--- Records shown ---

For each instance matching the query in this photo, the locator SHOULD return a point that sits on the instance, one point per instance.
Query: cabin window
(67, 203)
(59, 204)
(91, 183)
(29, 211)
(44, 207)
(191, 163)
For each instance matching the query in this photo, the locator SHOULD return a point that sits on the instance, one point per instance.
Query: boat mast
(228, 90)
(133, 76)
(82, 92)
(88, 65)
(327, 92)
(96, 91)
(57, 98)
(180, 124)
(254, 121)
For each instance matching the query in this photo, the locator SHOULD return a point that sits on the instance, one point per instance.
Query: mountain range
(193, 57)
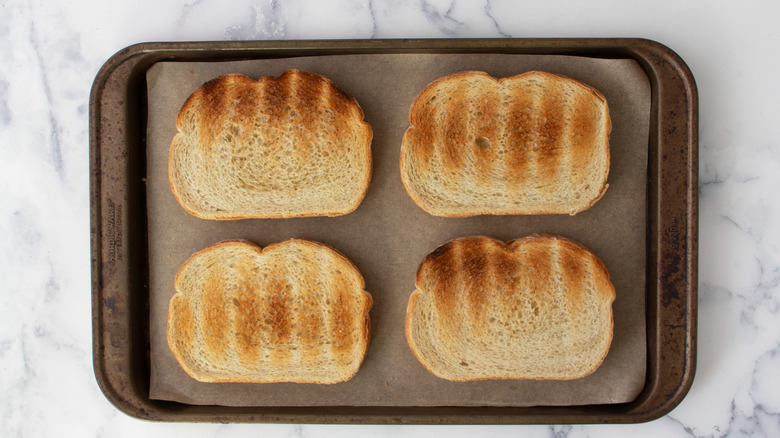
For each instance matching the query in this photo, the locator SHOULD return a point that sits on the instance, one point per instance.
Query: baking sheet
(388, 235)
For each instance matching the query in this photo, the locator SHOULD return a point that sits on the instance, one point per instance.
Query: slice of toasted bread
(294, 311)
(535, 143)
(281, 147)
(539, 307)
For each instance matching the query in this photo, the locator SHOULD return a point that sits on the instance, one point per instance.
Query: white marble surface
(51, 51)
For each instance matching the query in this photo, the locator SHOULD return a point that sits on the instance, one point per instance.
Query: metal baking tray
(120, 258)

---

• **What needs to be done**: How many lines in the records above contain the string "baking", with case counting? Reply with the number only.

• **The response**: 2